To be done: Rewrite every one of the rows below with "single marker" changed to "single dot" and everything else left as it is. Please omit the pictures from your answer.

* Begin Task material *

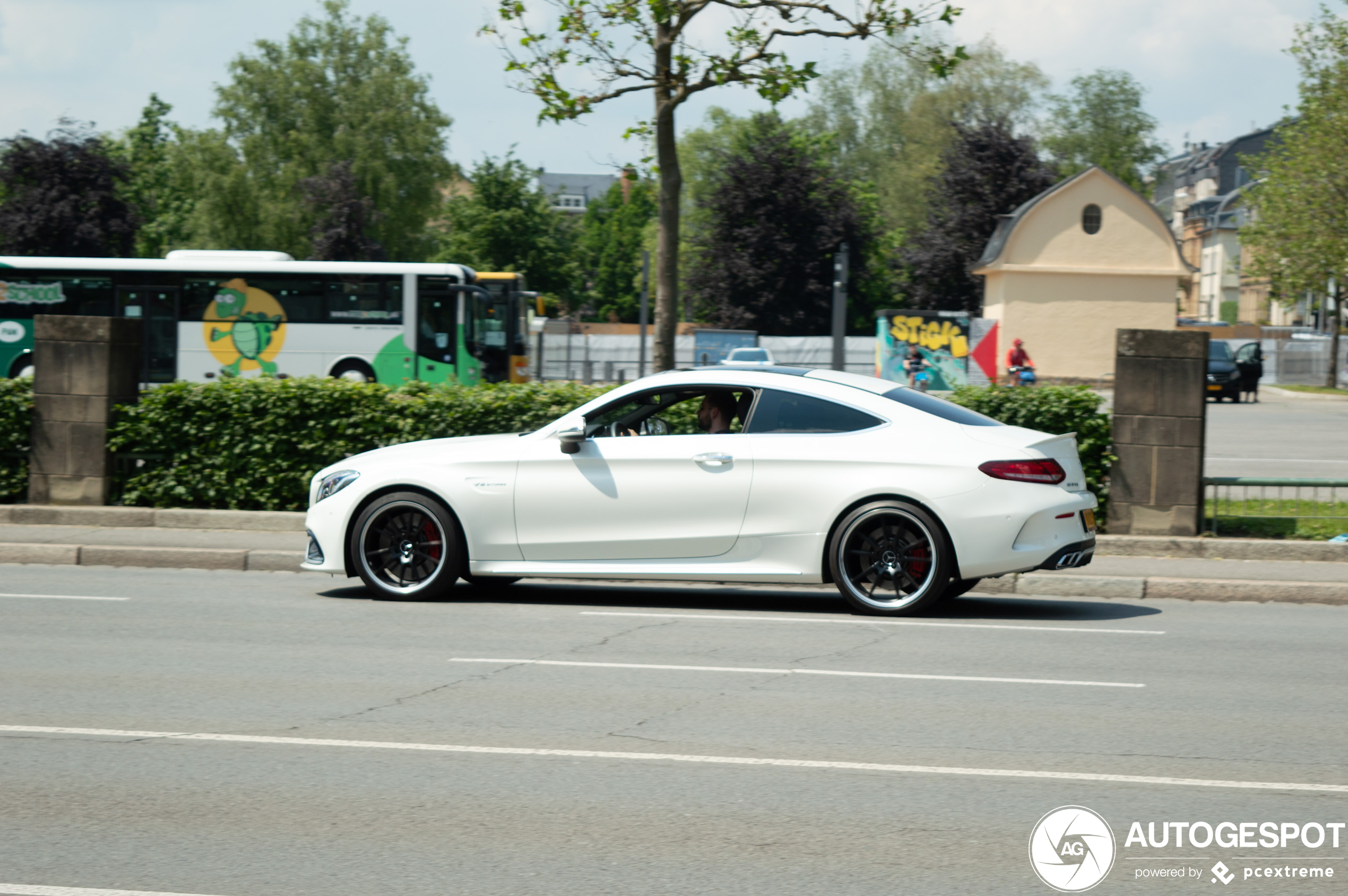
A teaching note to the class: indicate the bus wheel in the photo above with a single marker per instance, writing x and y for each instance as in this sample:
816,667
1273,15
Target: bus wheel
22,366
353,372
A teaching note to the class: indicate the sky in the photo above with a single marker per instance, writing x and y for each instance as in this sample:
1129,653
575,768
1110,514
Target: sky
1212,69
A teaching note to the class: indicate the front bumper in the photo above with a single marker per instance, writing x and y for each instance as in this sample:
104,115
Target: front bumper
1071,557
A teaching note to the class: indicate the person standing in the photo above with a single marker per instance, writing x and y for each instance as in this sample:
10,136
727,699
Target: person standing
1250,364
1017,360
915,367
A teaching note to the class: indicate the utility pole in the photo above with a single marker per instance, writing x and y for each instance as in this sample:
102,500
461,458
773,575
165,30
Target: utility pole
840,263
646,308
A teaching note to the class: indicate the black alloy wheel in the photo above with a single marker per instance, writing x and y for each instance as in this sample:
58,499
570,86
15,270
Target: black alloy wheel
408,547
890,558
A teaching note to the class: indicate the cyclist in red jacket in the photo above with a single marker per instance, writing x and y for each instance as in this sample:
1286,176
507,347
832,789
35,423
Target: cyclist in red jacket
1019,360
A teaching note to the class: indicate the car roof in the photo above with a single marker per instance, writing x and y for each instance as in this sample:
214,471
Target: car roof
866,383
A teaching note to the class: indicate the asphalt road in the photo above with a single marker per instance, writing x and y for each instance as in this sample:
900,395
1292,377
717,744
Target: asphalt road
1232,694
1278,437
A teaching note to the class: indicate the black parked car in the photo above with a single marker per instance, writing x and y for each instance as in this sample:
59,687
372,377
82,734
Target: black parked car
1223,373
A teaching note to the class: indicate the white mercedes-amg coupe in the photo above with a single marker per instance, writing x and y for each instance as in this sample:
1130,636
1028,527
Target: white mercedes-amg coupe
788,475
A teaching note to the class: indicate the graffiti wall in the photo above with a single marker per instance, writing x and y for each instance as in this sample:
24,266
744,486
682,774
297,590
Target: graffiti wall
941,338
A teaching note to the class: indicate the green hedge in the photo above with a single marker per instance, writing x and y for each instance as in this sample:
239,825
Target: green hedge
15,434
254,445
1055,408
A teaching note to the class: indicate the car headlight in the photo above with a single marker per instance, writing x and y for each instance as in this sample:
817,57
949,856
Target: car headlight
335,483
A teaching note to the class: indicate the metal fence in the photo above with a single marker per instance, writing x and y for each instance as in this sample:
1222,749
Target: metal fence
1239,496
1307,361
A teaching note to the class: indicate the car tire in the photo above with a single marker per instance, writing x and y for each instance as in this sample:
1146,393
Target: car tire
408,547
890,558
353,372
959,587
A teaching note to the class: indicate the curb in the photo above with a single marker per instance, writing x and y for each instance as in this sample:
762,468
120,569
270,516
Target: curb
1159,587
1027,584
149,517
1212,549
1314,396
1219,549
198,558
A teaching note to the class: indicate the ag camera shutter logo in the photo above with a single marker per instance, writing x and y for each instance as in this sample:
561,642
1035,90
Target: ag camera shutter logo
1072,849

* End Task material *

Answer below:
A teaching note to the class: indicate the bus wheel in the photo above with a single dot per instance, writing x and y for each instance as in this sample:
816,667
1273,15
Target: bus wheel
22,366
353,372
A teaching note to the class: indicate the sky in the photo above with a single dot per instance, writing x and y for each instance as in this sample:
1129,653
575,768
1110,514
Target: sky
1212,69
A teaching note to the class: indicate the front bumper in the photo above with a single dot per instance, writing x and y for each instance as in this sample:
104,115
Target: front bumper
1071,557
A teaching note to the class: indicate the person standing in the photo above with a single dot per instance, writing x and y for each instance as in this sample:
10,136
727,699
Target: person standing
1250,364
1017,360
915,367
A teaching note to the class: indicate the utility pole in the photo above with a single dot per instance, writing x and y for each instance as in this sample:
102,500
461,458
773,575
165,30
Target: utility pole
840,263
646,308
A teaching note to the class: indicate the black alloy wheel in the photo above with a single dot per instance, writing x and y for each instance as in this sample:
58,499
570,86
15,270
Target: black alloy wheel
408,547
890,558
A teaching note to the class: indicate the cyclist in red jacket in the photo above with a single dot per instance, writing x and y for each instance as in this sample:
1286,176
507,347
832,789
35,423
Target: cyclist in red jacket
1019,360
A teaching note to the class: indicate the car roof in the photo above with a single dot per instance, writing x and y for each instance as in this sample:
214,471
Target: car roof
866,383
A teaching note to the class: indicate the asphalt road in the photo above with a single dot per instance, writing x and y for each instance as in this sample:
900,395
1292,377
717,744
Target: asphalt road
1232,694
1278,437
A teaching note to the class: indicate the black parked car in the photo above with a single dot per instance, writing x and y for each instance as in this sample:
59,687
372,377
82,734
Target: black parked car
1223,373
A teaching note to the class: indicate the white mercedes-amg coupe in the photo above with a single dot per instance, writing x and y for each instance as in this sample:
1130,636
1028,527
Target: white mercedes-amg coupe
788,475
A teaching note to the class: indicate the graffiti wall in the photo above with a single dot per instance, writing x and y for each instance as in this sample:
24,266
744,486
682,774
297,590
Target: graffiti wall
941,338
A teaching note to the class: indicate the green hedge in the photo above with a single dot per instance, writing x and y for each instance as in this sample:
239,825
Target: green hedge
15,434
254,445
1055,408
A teaching note to the class: indicate the car headlight in the photo above with a single dot per instance, writing x and y for each instance as in this sample:
817,57
949,856
Target: car headlight
335,483
A teaching note to the class: indicate the metal fence in the photo above with a single dot per instance, writing x and y for each instance as in this sample:
1222,749
Target: metal fence
1239,496
1307,361
A teaching note to the class: indicate the car tire in the photo above with a single dot per instance, writing x and y for each instance as in this sample:
1146,393
Target: car tire
408,547
890,558
353,372
959,587
A teaching note to the class: indicate the curb in the photo above with a single dot per instance, writing x and y for each instance as in this sample:
762,468
120,569
270,516
Target: curb
1159,587
1027,584
149,517
1212,549
1314,396
1219,549
198,558
A teaching note to the class: indicate the ag camera shutter logo in the photo above with a single dot per instance, writing x and y for each instance as in this sample:
561,642
1035,90
Target: ag camera shutter logo
1072,849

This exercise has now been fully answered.